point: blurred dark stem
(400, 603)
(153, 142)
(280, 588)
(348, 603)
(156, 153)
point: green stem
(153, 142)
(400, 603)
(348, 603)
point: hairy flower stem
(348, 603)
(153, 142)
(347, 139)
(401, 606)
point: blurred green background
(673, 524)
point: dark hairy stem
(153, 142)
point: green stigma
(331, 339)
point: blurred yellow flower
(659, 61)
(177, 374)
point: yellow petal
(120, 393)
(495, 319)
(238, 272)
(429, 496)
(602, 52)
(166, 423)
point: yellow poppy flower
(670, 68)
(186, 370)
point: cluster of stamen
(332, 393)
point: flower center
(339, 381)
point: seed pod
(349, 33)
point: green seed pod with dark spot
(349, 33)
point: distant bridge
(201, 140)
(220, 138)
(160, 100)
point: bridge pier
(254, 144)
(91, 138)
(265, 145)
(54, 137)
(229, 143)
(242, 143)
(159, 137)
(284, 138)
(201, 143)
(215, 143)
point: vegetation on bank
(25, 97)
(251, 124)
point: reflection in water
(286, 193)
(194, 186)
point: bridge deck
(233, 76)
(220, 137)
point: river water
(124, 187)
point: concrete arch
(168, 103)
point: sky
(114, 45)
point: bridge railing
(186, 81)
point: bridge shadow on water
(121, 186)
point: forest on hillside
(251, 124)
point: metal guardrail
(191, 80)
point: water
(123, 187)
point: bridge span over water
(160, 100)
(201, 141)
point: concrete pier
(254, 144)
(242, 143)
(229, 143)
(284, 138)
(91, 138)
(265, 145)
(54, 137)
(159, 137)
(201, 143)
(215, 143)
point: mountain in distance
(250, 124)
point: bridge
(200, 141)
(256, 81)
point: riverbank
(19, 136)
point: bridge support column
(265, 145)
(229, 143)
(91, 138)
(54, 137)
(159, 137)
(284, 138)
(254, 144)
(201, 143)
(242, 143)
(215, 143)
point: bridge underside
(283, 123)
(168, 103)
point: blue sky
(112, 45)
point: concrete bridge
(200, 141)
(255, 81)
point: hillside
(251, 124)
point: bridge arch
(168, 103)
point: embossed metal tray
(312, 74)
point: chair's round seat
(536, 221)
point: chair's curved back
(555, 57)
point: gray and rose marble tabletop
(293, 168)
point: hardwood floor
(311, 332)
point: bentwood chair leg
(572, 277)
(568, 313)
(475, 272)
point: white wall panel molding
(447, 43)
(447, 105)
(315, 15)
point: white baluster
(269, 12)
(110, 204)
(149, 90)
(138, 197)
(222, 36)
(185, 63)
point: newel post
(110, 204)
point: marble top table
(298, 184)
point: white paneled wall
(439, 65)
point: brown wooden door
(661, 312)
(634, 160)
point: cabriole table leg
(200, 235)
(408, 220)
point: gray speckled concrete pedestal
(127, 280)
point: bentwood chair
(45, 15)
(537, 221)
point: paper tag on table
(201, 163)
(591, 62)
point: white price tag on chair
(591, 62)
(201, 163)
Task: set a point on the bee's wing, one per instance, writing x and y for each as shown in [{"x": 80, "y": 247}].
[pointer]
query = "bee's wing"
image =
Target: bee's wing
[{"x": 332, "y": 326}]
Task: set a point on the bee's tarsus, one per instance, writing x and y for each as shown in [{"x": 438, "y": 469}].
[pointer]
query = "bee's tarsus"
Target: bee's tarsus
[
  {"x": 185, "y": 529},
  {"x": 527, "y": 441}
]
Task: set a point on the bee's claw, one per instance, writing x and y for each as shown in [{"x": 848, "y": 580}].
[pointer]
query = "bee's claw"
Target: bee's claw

--------

= TASK =
Reproduce all data above, unchanged.

= RESPONSE TO THIS EXERCISE =
point: blurred dark stem
(400, 603)
(153, 142)
(280, 588)
(348, 603)
(156, 153)
point: green stem
(153, 142)
(400, 603)
(348, 603)
point: hairy flower stem
(348, 603)
(153, 142)
(347, 139)
(401, 606)
point: blurred green background
(673, 524)
point: dark hairy stem
(153, 142)
point: green stigma
(331, 339)
point: blurred yellow flower
(659, 61)
(177, 374)
point: yellow petal
(120, 393)
(495, 319)
(238, 272)
(429, 496)
(602, 52)
(166, 423)
point: yellow poppy flower
(670, 68)
(186, 370)
point: cluster of stamen
(332, 393)
point: flower center
(339, 381)
point: seed pod
(349, 33)
point: green seed pod with dark spot
(349, 33)
point: distant bridge
(201, 140)
(220, 138)
(160, 100)
point: bridge pier
(254, 144)
(91, 138)
(265, 145)
(54, 137)
(229, 143)
(242, 143)
(159, 137)
(284, 138)
(201, 143)
(215, 143)
point: vegetation on bank
(25, 97)
(251, 124)
point: reflection in water
(286, 193)
(194, 186)
point: bridge deck
(233, 76)
(220, 137)
point: river water
(124, 187)
point: concrete arch
(168, 103)
point: sky
(114, 45)
point: bridge railing
(186, 81)
point: bridge shadow on water
(121, 186)
point: forest on hillside
(251, 124)
point: metal guardrail
(191, 80)
point: water
(123, 187)
point: bridge span over water
(160, 100)
(201, 141)
point: concrete pier
(254, 144)
(242, 143)
(229, 143)
(284, 138)
(91, 138)
(265, 145)
(54, 137)
(159, 137)
(201, 143)
(215, 143)
point: mountain in distance
(250, 124)
point: bridge
(200, 141)
(256, 81)
point: riverbank
(19, 136)
point: bridge support column
(265, 145)
(229, 143)
(91, 138)
(54, 137)
(159, 137)
(284, 138)
(254, 144)
(201, 143)
(242, 143)
(215, 143)
point: bridge underside
(283, 123)
(168, 103)
point: blue sky
(112, 45)
point: concrete bridge
(200, 141)
(255, 81)
point: hillside
(251, 124)
point: bridge arch
(168, 103)
point: embossed metal tray
(312, 74)
point: chair's round seat
(536, 221)
point: chair's curved back
(555, 57)
point: gray and rose marble tabletop
(293, 168)
point: hardwood floor
(311, 332)
point: bentwood chair leg
(572, 277)
(568, 313)
(475, 272)
point: white wall panel molding
(447, 43)
(447, 105)
(315, 15)
point: white baluster
(269, 12)
(110, 204)
(149, 90)
(138, 197)
(222, 36)
(185, 63)
point: newel post
(110, 204)
point: marble top table
(298, 184)
point: white paneled wall
(439, 65)
point: brown wooden door
(661, 312)
(634, 160)
point: cabriole table leg
(200, 235)
(408, 220)
point: gray speckled concrete pedestal
(127, 280)
point: bentwood chair
(45, 15)
(537, 221)
point: paper tag on table
(201, 163)
(591, 62)
point: white price tag on chair
(591, 62)
(201, 163)
Task: set a point on the bee's wing, one per instance, writing x and y for each as shown in [{"x": 80, "y": 247}].
[pointer]
query = "bee's wing"
image =
Target: bee's wing
[{"x": 332, "y": 326}]
Task: set a point on the bee's tarsus, one per instance, writing x and y for each as shown in [{"x": 438, "y": 469}].
[pointer]
query = "bee's tarsus"
Target: bee's tarsus
[
  {"x": 185, "y": 529},
  {"x": 527, "y": 441}
]
Task: set a point on the bee's claw, one per instance, writing x and y for each as shown in [{"x": 848, "y": 580}].
[pointer]
query = "bee's claw"
Target: bee's claw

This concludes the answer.